--- Passage provided ---
━━━━━━
Documentation

4.5. Matching expressions

4.5.1. Introduction

Globbing expression or regular expression can be used to select or exclude file names in the SFTPPlus configuration.

Both glob and regex standards are designed to define inclusion rules. In SFTPPlus, we have added glob and regex extensions to allow exclusion / negation rules.

SFTPPlus supports multiple types of matching expression grammars/methods. In order to instruct SFTPPlus how to match, we use the METHOD_ID/MATCHING_EXPRESSION/MODIFIERS syntax.

METHOD_ID is a single letter defining the type of matching method to be used. MODIFIERS are optional and specific to each method. When no METHOD_ID is specified, the globbing method is used.

4.5.2. Globbing

Globbing expressions provide a simple method for selecting values. It is not suitable for excluding based on a certain pattern.

When globbing expressions are used, the values are matched using case-insensitive matching and matching is done across multiple lines.

Valid globbing wildcards characters:

  • * - matches everything

  • ? - matches any single character

  • [start-end] - matches any character between start and end characters

  • [!seq] - matches any character not in seq

  • | - (vertical bar) - separates multiple expressions in a disjunction.

  • ! - excludes following expression(s) when used at the very beginning. This is the negation operation.

When using | (vertical bar) to match multiple expressions, but also using ! at the very beginning, the conjunction rule is used for exclusion.

To match a meta-character, please wrap it in brackets. For example, [?] matches the character ?.

To only match PDF files, use the following configuration:

[services/1ee4337a-22f7-4a67-9a77-5c3a508a8158]
source_filter = *.pdf

You can define multiple globbing expression which will match if any of the sub-expression is a match. To match both PDF or TXT files, use the following configuration. This will match both files like report.pdf or summary.txt:

[services/1ee4337a-22f7-4a67-9a77-5c3a508a8158]
source_filter = *.pdf | *.txt

To not match temporary files, you can exclude them with the following configuration (this will match all files not ending with .tmp):

[services/1ee4337a-22f7-4a67-9a77-5c3a508a8158]
source_filter = ! *.tmp

To exclude all files ending with either .tmp or .filepart, use the exclamation mark only once, at the very beginning of the whole expression:

[services/1ee4337a-22f7-4a67-9a77-5c3a508a8158]
source_filter = ! *.tmp | *.filepart

For multi-line matching, you can for example use *<Response>*Success*</Response>* to match the following text:

SOME OTHER TEXT
<Response>
  Success
</Response>
MORE TEXT

You can also define a globbing pattern using the following explicit syntax:

[services/1ee4337a-22f7-4a67-9a77-5c3a508a8158]
source_filter = g/*.pdf | *.txt/

4.5.3. Date and time globbing expressions

You can define a file pattern based on current date and time.

The rule for date- and time-based matching is case-insensitive.
━━━━━━
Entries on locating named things

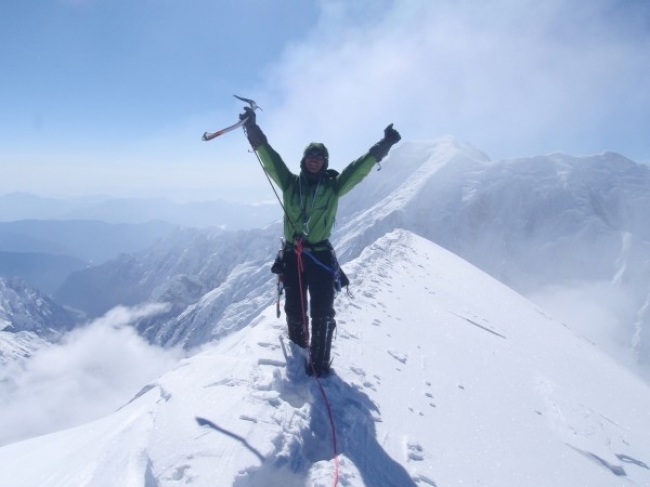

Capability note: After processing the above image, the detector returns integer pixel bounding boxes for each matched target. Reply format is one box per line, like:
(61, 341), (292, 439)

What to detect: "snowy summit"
(0, 230), (650, 487)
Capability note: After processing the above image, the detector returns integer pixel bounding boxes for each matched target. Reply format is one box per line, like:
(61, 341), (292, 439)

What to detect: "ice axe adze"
(203, 95), (261, 142)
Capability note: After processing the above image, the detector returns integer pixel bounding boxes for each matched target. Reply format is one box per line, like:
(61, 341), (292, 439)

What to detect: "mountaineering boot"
(308, 316), (336, 377)
(287, 315), (309, 348)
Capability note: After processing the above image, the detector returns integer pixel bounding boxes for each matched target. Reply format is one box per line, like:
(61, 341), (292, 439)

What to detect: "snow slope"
(0, 230), (650, 487)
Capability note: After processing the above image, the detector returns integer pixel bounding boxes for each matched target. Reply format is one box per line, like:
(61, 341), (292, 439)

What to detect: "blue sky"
(0, 0), (650, 201)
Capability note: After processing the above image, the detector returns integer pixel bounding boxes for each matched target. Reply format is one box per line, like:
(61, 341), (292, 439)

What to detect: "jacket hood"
(300, 142), (330, 172)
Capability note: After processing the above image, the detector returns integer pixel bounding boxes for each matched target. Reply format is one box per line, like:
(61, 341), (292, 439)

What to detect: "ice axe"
(203, 95), (262, 142)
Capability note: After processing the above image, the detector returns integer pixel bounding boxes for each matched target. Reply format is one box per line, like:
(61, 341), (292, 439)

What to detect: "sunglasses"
(305, 149), (325, 159)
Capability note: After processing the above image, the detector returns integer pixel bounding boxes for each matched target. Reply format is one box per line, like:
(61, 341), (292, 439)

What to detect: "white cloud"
(253, 0), (650, 164)
(0, 305), (181, 445)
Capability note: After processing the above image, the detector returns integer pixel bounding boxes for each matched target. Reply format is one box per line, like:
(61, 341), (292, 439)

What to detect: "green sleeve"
(257, 144), (295, 191)
(337, 153), (377, 196)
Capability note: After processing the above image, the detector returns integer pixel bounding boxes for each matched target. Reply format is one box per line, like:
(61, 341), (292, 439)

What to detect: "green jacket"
(257, 144), (377, 244)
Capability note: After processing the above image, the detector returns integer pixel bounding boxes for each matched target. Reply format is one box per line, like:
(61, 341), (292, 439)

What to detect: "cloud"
(260, 0), (650, 164)
(527, 281), (650, 378)
(0, 305), (181, 445)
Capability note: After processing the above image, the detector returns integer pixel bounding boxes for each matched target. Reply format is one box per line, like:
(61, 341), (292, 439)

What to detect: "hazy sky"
(0, 0), (650, 201)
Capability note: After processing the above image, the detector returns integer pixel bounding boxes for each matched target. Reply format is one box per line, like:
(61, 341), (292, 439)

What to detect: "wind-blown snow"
(0, 230), (650, 487)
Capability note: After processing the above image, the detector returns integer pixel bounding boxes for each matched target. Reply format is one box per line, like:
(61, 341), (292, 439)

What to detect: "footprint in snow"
(386, 349), (408, 364)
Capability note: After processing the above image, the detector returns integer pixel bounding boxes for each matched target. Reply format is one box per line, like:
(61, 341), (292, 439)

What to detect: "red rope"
(296, 239), (339, 487)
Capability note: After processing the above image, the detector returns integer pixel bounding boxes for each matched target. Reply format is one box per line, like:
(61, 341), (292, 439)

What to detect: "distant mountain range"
(1, 138), (650, 382)
(0, 193), (278, 230)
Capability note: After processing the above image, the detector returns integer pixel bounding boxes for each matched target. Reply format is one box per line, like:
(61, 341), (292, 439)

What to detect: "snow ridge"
(0, 230), (650, 487)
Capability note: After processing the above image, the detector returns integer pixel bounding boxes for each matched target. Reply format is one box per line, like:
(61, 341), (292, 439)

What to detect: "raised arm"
(239, 107), (295, 191)
(337, 123), (402, 196)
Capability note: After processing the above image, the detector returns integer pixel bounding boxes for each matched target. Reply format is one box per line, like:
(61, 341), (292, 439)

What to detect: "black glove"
(368, 123), (402, 162)
(239, 107), (268, 150)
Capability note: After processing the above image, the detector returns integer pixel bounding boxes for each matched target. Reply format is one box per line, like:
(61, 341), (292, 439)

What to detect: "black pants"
(284, 250), (336, 323)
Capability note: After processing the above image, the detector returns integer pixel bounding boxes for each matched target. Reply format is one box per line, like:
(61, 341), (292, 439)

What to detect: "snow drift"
(0, 230), (650, 487)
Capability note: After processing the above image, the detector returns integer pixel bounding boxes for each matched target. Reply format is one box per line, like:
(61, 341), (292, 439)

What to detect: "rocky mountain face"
(0, 278), (80, 340)
(39, 138), (650, 372)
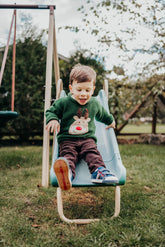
━━━━━━
--- Stated exercise 1 ---
Answer these from the SFTPPlus matching-expressions documentation:
(a) Which matching method is used when no METHOD_ID is specified?
(b) What does the ? wildcard match in a globbing expression?
(c) How is a meta-character matched literally?
--- Stated exercise 2 ---
Carry on the SFTPPlus matching-expressions documentation from its last sentence, keeping to the date and time globbing section.

--- Answer 1 ---
(a) The globbing method.
(b) Any single character.
(c) By wrapping it in brackets; for example, [?] matches the character ?.

--- Answer 2 ---
This is useful if your files or values contain date- and time-related values, and you want to filter them based on date (current or non-current) or based on the relation to the current date and time.

The following date and time components are available. Examples for the 7th of September 2009, at 16 hours, 5 minutes and 4 seconds AM:

  • {year.decimal} - Year with century as a decimal number. Example: 2009

  • {year.no_century} - Year without century as a zero-padded decimal number. Example: 09

  • {month.decimal} - Month as a decimal number. Example: 9

  • {month.padded} - Month as a zero-padded decimal number. Example: 09

  • {month.name} - Month as locale’s full name. Example: September

  • {month.abbreviated} - Month as locale’s abbreviated name. Example: Sep

  • {day.padded} - Day of the month as a zero-padded decimal number. Example: 07

  • {day.decimal} - Day of the month as a decimal number. Example: 7

  • {day.of_year_padded} - Day of the year as a zero-padded decimal number. Example: 250

  • {day.name} - Weekday as locale’s full name. Example: Friday

  • {day.abbreviated} - Weekday as locale’s abbreviated name. Example: Fri

  • {hour.padded_24} - Hour (24-hour clock) as a zero-padded decimal number. Example: 16

  • {hour.decimal_24} - Hour (24-hour clock) as a decimal number. Example: 16

  • {hour.padded_12} - Hour (12-hour clock) as a zero-padded decimal number. Example: 04

  • {hour.decimal_12} - Hour (12-hour clock) as a decimal number. Example: 4

  • {hour.am_pm} - Equivalent of either AM or PM.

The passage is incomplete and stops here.